━━━━━ EXERCISE INPUT
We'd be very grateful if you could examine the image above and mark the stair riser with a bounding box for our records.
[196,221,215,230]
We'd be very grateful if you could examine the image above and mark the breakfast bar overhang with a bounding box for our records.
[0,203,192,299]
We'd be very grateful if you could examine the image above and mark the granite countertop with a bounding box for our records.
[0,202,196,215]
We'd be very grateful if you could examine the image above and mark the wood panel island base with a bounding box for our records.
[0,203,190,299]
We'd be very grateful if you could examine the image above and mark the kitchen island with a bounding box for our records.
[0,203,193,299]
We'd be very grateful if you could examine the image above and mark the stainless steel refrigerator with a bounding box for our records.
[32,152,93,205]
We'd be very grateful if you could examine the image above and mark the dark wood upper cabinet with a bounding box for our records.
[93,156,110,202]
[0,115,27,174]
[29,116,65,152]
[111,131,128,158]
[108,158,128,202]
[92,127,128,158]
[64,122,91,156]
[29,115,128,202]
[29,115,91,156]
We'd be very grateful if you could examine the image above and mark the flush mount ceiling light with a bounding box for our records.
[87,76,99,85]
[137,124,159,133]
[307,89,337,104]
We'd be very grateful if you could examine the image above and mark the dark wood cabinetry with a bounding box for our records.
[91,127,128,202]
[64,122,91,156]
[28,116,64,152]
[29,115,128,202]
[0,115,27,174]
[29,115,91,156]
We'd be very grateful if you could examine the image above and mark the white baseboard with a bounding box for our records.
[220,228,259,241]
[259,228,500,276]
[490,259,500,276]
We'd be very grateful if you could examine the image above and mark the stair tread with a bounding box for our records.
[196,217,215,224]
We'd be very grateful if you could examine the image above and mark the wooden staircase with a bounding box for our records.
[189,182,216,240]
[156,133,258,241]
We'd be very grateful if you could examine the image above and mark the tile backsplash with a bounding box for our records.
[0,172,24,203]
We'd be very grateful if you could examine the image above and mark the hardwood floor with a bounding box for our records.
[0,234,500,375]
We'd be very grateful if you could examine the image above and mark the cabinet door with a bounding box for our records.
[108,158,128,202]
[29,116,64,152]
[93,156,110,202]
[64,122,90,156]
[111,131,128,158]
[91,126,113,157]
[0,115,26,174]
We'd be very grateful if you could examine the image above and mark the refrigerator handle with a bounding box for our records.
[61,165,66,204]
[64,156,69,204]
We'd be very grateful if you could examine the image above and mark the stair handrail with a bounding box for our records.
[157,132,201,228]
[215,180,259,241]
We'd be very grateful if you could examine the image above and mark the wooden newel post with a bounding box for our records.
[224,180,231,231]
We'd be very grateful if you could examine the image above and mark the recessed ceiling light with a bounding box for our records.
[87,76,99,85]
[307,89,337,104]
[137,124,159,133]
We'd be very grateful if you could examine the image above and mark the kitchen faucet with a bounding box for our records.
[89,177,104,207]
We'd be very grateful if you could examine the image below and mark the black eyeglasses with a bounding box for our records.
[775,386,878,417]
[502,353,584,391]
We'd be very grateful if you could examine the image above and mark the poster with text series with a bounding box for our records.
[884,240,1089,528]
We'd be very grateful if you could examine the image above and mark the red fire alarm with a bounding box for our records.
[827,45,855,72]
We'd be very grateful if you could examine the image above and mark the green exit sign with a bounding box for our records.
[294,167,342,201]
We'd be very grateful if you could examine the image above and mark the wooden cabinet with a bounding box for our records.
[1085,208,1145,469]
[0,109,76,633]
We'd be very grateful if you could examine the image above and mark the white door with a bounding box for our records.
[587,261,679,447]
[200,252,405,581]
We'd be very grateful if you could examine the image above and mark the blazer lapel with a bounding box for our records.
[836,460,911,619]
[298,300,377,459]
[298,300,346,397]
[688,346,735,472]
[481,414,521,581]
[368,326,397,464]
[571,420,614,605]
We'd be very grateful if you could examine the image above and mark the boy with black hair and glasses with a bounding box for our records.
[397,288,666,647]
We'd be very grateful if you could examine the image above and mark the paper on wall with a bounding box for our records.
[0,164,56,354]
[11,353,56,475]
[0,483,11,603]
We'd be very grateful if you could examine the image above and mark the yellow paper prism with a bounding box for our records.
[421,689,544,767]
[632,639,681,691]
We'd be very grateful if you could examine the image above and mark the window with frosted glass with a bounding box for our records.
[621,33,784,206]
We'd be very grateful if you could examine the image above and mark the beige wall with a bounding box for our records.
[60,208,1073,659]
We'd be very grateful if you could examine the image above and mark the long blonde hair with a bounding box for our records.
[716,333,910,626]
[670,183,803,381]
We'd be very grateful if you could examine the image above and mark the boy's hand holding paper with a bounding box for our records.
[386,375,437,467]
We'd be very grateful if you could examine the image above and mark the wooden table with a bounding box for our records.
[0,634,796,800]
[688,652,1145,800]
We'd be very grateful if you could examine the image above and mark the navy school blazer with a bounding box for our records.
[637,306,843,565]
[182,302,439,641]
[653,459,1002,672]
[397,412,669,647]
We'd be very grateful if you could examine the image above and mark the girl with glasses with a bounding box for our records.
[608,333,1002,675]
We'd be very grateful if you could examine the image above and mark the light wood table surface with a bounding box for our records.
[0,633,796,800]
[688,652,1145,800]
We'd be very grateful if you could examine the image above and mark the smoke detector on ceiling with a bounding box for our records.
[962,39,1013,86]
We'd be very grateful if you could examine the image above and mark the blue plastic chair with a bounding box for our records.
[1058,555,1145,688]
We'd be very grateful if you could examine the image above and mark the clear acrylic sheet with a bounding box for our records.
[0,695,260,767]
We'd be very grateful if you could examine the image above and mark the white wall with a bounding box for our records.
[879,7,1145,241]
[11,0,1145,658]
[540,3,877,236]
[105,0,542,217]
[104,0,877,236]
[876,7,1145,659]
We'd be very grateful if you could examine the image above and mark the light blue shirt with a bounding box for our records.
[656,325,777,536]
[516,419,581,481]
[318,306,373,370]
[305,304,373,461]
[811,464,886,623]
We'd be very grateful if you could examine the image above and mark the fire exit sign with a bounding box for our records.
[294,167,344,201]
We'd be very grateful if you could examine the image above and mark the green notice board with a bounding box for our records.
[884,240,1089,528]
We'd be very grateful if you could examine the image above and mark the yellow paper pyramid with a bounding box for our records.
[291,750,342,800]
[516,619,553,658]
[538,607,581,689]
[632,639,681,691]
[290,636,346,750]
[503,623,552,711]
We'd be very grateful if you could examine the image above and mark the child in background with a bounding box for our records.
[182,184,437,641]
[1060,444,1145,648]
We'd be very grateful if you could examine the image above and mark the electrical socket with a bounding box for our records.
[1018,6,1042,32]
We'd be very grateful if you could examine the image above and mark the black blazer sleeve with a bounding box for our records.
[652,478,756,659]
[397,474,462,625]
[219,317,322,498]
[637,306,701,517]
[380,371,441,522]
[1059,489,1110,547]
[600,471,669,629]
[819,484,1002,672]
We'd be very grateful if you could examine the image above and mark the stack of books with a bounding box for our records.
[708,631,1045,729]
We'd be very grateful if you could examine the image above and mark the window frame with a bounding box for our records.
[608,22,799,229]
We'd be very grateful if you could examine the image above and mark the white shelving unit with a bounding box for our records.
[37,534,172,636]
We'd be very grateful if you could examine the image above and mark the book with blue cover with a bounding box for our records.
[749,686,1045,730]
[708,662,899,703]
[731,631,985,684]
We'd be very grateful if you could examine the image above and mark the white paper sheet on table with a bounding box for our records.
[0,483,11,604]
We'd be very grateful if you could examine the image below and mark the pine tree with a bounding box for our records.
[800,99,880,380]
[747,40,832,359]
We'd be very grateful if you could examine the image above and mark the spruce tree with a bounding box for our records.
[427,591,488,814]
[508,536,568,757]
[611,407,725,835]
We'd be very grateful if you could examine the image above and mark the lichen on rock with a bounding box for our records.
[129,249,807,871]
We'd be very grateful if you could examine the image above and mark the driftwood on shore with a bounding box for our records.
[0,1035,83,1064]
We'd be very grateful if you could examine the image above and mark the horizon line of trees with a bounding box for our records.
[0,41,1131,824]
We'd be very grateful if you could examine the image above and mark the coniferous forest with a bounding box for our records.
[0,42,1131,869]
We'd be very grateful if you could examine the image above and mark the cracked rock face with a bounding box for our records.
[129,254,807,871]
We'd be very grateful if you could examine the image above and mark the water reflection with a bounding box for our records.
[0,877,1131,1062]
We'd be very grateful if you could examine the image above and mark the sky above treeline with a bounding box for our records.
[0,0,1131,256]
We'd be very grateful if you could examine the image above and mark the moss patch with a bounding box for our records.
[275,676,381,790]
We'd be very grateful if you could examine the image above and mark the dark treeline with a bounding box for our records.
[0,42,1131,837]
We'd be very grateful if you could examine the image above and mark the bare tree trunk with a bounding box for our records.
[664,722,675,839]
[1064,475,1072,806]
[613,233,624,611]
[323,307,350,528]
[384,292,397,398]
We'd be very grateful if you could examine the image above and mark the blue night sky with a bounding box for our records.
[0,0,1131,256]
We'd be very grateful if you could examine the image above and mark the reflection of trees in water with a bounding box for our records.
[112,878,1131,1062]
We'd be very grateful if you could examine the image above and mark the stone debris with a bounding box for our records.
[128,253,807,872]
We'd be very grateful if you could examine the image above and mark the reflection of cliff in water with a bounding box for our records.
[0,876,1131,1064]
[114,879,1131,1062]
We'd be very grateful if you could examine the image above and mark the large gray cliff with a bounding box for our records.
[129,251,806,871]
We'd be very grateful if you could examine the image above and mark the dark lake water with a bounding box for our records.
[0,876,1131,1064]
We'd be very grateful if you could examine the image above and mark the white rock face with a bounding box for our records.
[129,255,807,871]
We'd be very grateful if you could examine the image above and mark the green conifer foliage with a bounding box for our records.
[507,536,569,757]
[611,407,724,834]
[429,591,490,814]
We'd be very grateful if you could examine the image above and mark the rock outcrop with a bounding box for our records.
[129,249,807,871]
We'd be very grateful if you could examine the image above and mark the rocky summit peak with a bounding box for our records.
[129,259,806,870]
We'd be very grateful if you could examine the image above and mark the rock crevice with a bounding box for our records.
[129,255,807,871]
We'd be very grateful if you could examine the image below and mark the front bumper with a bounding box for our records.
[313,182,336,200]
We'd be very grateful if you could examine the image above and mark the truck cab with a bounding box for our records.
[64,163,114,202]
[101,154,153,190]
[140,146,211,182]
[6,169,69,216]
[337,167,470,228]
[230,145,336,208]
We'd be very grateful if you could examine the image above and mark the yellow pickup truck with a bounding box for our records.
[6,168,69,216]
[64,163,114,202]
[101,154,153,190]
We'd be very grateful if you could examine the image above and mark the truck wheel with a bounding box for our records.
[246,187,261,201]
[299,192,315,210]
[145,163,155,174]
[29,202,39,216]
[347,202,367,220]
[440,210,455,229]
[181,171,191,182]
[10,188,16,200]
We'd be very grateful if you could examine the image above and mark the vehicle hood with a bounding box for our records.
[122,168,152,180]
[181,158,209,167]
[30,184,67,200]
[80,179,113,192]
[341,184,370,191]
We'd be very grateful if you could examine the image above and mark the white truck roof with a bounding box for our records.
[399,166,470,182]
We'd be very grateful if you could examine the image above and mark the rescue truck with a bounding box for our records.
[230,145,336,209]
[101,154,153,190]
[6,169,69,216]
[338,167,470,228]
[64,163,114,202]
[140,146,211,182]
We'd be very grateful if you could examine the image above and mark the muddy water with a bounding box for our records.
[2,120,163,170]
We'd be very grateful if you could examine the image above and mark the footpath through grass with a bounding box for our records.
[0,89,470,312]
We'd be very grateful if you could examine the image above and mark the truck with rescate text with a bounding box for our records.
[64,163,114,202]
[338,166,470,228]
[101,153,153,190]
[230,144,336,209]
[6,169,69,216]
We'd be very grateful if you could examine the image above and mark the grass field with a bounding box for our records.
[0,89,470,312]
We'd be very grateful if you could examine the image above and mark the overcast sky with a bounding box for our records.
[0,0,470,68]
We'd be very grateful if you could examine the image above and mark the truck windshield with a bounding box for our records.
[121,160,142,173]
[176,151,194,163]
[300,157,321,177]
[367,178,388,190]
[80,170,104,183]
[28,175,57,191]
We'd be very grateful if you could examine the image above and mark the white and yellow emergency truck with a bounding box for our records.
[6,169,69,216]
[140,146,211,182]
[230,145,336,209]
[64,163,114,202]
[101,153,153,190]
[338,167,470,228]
━━━━━━━━━━
### STATED TASK:
Output only the lines from the one holding "hood with a bounding box for our records." through the last line above, exactly as they appear.

### REPLY TO THE TASK:
We'd be very grateful if you could examine the image above and mark the vehicle hood with a bounding box for our records.
[122,168,152,180]
[181,158,209,167]
[30,184,67,200]
[80,179,113,192]
[341,184,370,191]
We'd be very grateful if you could examine the image above and mark the white truck roof with a bounding box for our records.
[399,166,470,182]
We'd be very grateful if you could examine the image above and mark the rescue truck with a bounding box for our records.
[230,145,336,209]
[101,154,153,190]
[6,169,69,216]
[338,167,470,228]
[64,163,114,202]
[140,146,211,182]
We'd be very grateful if you could examine the image above and mark the muddy water with a bounding box for our records.
[2,120,163,170]
We'd be very grateful if you could examine the image above and mark the footpath through grass with a bounding box for our records.
[0,89,470,312]
We'd be very grateful if you could examine the image above and mark the truck with rescate text with a bounding box for our records.
[64,163,114,202]
[338,166,470,228]
[101,153,153,190]
[230,144,336,209]
[6,169,69,216]
We'd be very grateful if you could examine the image above and mark the grass field with a bounding box for our records.
[0,89,470,312]
We'd be very grateful if you could examine the image above and mark the overcast sky with a bounding box for our records.
[0,0,470,68]
We'd be very grateful if you could examine the image above and mark the truck windshield with a bounding box for our records.
[121,160,142,173]
[176,151,194,163]
[300,157,321,177]
[367,178,388,190]
[80,170,104,183]
[28,175,57,191]
We'd be very grateful if you could examine the image above and mark the white and yellow emergency truck with a bounding box for our records.
[6,169,69,216]
[140,146,211,182]
[230,145,336,209]
[64,163,114,202]
[101,153,153,190]
[338,167,470,228]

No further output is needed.